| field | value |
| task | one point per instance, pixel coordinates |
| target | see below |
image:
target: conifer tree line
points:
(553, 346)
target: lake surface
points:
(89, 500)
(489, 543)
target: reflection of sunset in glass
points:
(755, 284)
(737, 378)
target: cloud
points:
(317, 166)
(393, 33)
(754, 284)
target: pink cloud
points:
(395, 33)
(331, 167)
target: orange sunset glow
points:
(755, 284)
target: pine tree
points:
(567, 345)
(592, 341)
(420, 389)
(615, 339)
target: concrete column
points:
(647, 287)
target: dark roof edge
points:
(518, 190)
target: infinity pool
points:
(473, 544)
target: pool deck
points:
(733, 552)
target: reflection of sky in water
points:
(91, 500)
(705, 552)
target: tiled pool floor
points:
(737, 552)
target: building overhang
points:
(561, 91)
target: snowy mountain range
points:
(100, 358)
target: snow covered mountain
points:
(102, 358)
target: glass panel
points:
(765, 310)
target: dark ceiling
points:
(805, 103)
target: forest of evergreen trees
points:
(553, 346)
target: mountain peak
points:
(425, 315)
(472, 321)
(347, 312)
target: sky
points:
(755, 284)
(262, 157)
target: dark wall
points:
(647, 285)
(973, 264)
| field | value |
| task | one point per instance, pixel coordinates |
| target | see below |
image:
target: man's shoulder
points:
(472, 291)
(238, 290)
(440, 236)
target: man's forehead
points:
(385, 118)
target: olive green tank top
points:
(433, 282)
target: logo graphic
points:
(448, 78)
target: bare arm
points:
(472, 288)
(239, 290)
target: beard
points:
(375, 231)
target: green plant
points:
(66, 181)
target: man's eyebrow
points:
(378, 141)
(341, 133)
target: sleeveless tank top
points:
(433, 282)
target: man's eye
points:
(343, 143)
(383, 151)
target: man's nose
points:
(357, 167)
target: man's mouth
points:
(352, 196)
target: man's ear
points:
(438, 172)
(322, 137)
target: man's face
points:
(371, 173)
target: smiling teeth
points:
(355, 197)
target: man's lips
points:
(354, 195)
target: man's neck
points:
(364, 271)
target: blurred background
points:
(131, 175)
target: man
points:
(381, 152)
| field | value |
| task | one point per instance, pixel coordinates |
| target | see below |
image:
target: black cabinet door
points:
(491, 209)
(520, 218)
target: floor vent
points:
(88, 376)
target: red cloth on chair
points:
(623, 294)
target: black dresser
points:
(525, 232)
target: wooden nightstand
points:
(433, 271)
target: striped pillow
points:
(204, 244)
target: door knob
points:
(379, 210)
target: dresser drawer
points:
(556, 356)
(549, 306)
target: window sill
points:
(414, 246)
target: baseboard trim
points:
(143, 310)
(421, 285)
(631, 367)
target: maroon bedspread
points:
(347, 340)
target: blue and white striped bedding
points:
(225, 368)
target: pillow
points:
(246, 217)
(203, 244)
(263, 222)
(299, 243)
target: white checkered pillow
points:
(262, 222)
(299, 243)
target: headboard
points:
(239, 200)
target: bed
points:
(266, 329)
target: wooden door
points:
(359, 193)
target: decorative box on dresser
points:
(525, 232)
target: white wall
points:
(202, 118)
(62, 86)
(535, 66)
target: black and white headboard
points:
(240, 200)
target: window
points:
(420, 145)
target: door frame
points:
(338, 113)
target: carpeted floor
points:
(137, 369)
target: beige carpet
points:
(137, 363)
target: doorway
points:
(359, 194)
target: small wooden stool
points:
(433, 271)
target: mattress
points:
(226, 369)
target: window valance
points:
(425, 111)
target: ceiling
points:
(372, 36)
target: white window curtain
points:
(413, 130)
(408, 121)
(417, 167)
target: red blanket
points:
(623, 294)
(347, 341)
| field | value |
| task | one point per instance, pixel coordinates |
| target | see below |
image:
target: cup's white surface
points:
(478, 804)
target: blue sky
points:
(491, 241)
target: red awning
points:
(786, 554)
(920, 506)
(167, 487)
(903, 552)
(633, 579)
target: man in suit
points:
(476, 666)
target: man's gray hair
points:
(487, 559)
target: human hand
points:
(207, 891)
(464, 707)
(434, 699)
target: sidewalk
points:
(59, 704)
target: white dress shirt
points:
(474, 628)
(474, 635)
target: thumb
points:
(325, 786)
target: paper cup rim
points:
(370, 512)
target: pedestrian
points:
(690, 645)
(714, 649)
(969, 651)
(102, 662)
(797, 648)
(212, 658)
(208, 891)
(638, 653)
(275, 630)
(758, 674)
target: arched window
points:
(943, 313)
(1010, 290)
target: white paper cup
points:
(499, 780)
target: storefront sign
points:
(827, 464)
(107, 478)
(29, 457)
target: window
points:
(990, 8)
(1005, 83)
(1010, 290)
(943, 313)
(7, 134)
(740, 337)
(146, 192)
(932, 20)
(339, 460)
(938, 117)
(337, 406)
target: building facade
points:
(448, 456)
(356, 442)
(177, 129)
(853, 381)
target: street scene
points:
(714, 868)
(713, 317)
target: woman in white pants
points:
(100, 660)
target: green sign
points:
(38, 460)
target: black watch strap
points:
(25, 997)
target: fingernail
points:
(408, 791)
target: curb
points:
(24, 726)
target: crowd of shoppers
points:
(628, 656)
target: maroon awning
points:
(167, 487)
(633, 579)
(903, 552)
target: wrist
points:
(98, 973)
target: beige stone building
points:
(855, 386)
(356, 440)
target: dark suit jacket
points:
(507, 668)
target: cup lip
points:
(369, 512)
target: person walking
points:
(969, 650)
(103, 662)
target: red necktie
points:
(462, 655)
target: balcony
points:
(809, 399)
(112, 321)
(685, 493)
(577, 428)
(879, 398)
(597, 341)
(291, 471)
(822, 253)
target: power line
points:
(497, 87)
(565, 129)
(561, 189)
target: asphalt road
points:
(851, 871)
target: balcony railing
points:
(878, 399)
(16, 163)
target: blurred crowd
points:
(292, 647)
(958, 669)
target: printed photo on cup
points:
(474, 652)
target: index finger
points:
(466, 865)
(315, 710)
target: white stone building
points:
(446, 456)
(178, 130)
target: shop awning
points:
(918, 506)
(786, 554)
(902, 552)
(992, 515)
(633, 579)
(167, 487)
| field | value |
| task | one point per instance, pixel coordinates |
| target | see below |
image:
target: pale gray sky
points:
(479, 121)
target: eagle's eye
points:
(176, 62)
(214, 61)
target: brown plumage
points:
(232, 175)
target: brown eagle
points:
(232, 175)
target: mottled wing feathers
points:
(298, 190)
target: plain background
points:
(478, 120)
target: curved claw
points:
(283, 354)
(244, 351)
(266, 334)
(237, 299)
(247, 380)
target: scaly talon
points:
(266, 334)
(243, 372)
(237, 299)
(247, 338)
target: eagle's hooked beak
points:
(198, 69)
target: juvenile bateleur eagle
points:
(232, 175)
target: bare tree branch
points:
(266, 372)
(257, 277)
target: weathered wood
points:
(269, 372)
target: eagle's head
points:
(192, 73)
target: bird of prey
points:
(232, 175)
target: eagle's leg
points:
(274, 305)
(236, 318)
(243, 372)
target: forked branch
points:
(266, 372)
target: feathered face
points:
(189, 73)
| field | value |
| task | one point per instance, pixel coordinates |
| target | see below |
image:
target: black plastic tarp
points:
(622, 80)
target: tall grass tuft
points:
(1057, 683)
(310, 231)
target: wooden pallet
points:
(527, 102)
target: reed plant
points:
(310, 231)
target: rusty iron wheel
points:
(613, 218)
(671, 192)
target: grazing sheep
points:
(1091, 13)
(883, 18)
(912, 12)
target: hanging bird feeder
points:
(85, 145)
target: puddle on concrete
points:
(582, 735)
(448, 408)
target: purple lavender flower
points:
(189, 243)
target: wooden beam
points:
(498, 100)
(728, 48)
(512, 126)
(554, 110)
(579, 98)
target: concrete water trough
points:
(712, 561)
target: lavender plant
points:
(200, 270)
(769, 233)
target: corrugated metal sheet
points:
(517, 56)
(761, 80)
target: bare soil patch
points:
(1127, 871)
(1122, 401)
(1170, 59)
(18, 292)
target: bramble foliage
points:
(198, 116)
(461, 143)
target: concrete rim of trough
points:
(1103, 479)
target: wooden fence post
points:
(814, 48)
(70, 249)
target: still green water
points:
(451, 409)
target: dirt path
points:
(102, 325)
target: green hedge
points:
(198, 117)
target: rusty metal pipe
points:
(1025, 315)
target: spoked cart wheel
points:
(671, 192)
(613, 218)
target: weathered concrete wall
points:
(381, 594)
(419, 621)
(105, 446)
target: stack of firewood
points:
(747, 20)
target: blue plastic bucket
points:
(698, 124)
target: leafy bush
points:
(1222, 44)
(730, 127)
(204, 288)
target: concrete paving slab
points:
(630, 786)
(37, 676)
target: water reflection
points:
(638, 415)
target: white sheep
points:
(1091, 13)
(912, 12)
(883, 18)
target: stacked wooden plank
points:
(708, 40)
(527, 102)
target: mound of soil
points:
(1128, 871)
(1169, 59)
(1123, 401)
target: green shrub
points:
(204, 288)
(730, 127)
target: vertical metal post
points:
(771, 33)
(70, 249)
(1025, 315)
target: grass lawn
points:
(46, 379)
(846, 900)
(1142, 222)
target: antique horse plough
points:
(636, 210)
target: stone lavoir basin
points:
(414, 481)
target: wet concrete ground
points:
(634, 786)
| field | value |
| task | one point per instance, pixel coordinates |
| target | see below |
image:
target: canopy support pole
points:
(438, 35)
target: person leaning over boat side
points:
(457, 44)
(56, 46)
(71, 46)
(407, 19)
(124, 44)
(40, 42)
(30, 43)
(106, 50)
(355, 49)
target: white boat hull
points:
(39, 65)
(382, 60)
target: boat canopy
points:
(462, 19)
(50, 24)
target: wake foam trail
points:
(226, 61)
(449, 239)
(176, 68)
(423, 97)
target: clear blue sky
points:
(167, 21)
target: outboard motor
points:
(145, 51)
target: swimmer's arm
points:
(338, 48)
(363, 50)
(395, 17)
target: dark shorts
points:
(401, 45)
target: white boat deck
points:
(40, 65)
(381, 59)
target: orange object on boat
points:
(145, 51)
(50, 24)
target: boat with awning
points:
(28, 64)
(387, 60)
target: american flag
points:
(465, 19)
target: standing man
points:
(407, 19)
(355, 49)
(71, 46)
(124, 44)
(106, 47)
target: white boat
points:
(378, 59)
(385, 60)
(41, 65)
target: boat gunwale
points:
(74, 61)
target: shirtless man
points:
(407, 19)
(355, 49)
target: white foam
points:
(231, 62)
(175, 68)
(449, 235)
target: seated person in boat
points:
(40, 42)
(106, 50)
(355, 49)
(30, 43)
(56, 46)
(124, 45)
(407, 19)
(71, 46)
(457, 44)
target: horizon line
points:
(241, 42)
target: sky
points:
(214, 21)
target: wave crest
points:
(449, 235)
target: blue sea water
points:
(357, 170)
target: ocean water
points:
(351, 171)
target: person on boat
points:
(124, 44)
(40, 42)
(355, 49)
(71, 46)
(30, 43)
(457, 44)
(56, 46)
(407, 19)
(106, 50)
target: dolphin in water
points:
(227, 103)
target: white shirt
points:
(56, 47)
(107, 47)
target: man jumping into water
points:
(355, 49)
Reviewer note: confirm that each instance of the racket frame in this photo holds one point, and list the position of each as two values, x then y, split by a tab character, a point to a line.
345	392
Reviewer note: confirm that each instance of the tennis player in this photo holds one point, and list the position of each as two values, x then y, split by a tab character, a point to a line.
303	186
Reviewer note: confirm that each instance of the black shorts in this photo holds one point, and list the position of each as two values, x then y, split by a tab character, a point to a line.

## Given exercise
Return, unchanged, each line from the line containing "target: white shirt" through the last line of the material.

## Reply to the exercise
target: white shirt
points:
(56, 47)
(107, 47)
target: man jumping into water
points:
(355, 49)
Reviewer note: confirm that each instance of the racket frame in this photo holds one point, and list the position of each as two values, x then y, split by a tab character, a point to a line.
345	392
Reviewer note: confirm that each instance of the tennis player in this photo holds one point, and list the position of each as two values, x then y, split by a tab character, a point to a line.
303	186
Reviewer note: confirm that each instance of the black shorts in this photo holds one point, and list the position of each as two values, x then y, split by a tab character, a point to a line.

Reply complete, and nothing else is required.